Directions for this task >> Please retype every entry below, keeping it exactly the same.
● ● ● ●
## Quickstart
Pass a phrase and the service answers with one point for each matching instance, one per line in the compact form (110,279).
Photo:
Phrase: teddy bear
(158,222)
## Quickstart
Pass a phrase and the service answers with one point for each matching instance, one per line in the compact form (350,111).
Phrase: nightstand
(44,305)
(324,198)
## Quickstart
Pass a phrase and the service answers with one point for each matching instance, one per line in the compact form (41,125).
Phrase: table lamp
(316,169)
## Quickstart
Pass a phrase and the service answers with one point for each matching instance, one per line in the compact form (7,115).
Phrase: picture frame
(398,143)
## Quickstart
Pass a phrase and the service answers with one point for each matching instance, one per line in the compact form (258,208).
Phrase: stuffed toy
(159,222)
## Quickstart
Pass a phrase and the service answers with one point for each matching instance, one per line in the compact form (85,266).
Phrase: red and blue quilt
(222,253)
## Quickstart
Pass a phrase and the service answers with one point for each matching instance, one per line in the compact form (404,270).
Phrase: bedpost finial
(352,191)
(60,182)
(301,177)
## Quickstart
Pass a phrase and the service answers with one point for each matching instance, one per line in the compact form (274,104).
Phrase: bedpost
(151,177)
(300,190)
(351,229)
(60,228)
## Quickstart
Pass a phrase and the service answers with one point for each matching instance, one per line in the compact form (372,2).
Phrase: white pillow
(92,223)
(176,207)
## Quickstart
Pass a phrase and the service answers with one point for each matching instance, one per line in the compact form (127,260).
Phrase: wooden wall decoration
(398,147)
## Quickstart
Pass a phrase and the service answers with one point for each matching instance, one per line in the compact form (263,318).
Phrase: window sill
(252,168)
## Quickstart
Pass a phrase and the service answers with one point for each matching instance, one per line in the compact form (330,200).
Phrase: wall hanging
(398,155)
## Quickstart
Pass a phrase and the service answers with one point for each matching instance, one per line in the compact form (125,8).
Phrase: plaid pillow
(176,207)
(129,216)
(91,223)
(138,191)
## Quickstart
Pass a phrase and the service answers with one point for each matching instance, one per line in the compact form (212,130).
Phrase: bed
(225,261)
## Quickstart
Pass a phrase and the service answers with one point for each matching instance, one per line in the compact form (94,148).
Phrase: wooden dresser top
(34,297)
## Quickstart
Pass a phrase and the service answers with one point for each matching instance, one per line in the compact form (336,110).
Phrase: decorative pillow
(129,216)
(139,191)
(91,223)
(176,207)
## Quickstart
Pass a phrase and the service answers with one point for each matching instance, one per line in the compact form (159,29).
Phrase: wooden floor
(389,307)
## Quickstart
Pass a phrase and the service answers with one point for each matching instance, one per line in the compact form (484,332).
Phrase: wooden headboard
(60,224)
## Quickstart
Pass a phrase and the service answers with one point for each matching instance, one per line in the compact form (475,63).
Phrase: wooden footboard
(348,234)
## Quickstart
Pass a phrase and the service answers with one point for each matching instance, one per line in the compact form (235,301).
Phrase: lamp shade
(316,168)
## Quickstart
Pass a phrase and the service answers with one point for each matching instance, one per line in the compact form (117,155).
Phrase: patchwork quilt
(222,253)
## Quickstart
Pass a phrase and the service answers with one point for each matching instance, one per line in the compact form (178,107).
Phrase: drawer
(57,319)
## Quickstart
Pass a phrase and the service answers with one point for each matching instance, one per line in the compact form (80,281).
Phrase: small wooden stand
● ● ● ●
Exercise answer >>
## Quickstart
Pass a phrase and the service answers with one point for each matching instance, one per line in the compact form (110,279).
Photo:
Phrase: teddy bear
(158,222)
## Quickstart
Pass a phrase and the service answers with one point for each matching instance, one per line in the compact form (350,111).
Phrase: nightstand
(44,305)
(324,198)
## Quickstart
Pass a phrase and the service answers with one point for each matching instance, one per line in the compact form (41,125).
Phrase: table lamp
(316,169)
## Quickstart
Pass a phrase and the service answers with one point for each matching instance, one per line in the compact form (7,115).
Phrase: picture frame
(398,143)
## Quickstart
Pass a phrase and the service answers with one point for each matching instance, one per line in the compact form (258,208).
Phrase: stuffed toy
(159,222)
## Quickstart
Pass a phrase and the service answers with one point for each matching instance, one per line in the compact form (85,266).
Phrase: red and blue quilt
(222,253)
## Quickstart
Pass a phrase and the service answers with one point for each matching instance, one per line in the compact form (404,270).
Phrase: bedpost finial
(352,191)
(60,182)
(301,177)
## Quickstart
Pass a phrase and the service answers with one point for each matching instance, one per line in the compact form (274,104).
Phrase: bedpost
(151,177)
(300,190)
(351,229)
(60,228)
## Quickstart
Pass a phrase and the service answers with one point for each matching instance, one per line in the compact form (372,2).
Phrase: white pillow
(92,223)
(176,207)
## Quickstart
Pass a phrase and the service answers with one point for each matching instance, one per line in the compact form (127,260).
Phrase: wooden wall decoration
(398,147)
## Quickstart
Pass a phrase and the service answers with one point for each matching instance, one per line in the compact form (263,318).
Phrase: window sill
(252,168)
## Quickstart
Pass a phrase and the service answers with one point for each matching instance, one per line in the compact form (330,200).
Phrase: wall hanging
(398,155)
## Quickstart
Pass a phrase and the service answers with one point for each matching instance, one per line in the compact form (125,8).
Phrase: plaid pillow
(176,207)
(129,216)
(91,223)
(138,191)
## Quickstart
Pass a phrase and the service answers with one point for each matching instance, one per line in the compact form (212,130).
Phrase: bed
(225,261)
## Quickstart
Pass a phrase and the service answers with one point for each matching instance, one per line in the compact form (94,148).
Phrase: wooden dresser top
(34,297)
## Quickstart
Pass a phrase and the service answers with one point for each matching instance, one per line in the compact form (336,110).
Phrase: decorative pillow
(129,216)
(139,191)
(91,223)
(176,207)
## Quickstart
Pass a phrase and the service answers with one point for each matching instance, one per line in the compact form (159,29).
Phrase: wooden floor
(389,307)
## Quickstart
Pass a phrase and the service answers with one point for each matching instance, one per line in the compact form (484,332).
Phrase: wooden headboard
(60,224)
## Quickstart
Pass a phrase and the service answers with one point for each matching instance, one per line in the compact form (475,63).
Phrase: wooden footboard
(348,234)
## Quickstart
Pass a phrase and the service answers with one point for each matching instance, one per line in the compact form (235,301).
Phrase: lamp shade
(316,168)
## Quickstart
Pass a phrase and the service answers with one point for each matching instance, one per line in the compact form (117,155).
Phrase: patchwork quilt
(222,253)
## Quickstart
Pass a phrase and the service answers with one point for each matching instance, one per line in the compact form (178,107).
Phrase: drawer
(57,319)
## Quickstart
Pass a phrase and the service answers with one point for each matching instance, one per line in the compact form (80,281).
Phrase: small wooden stand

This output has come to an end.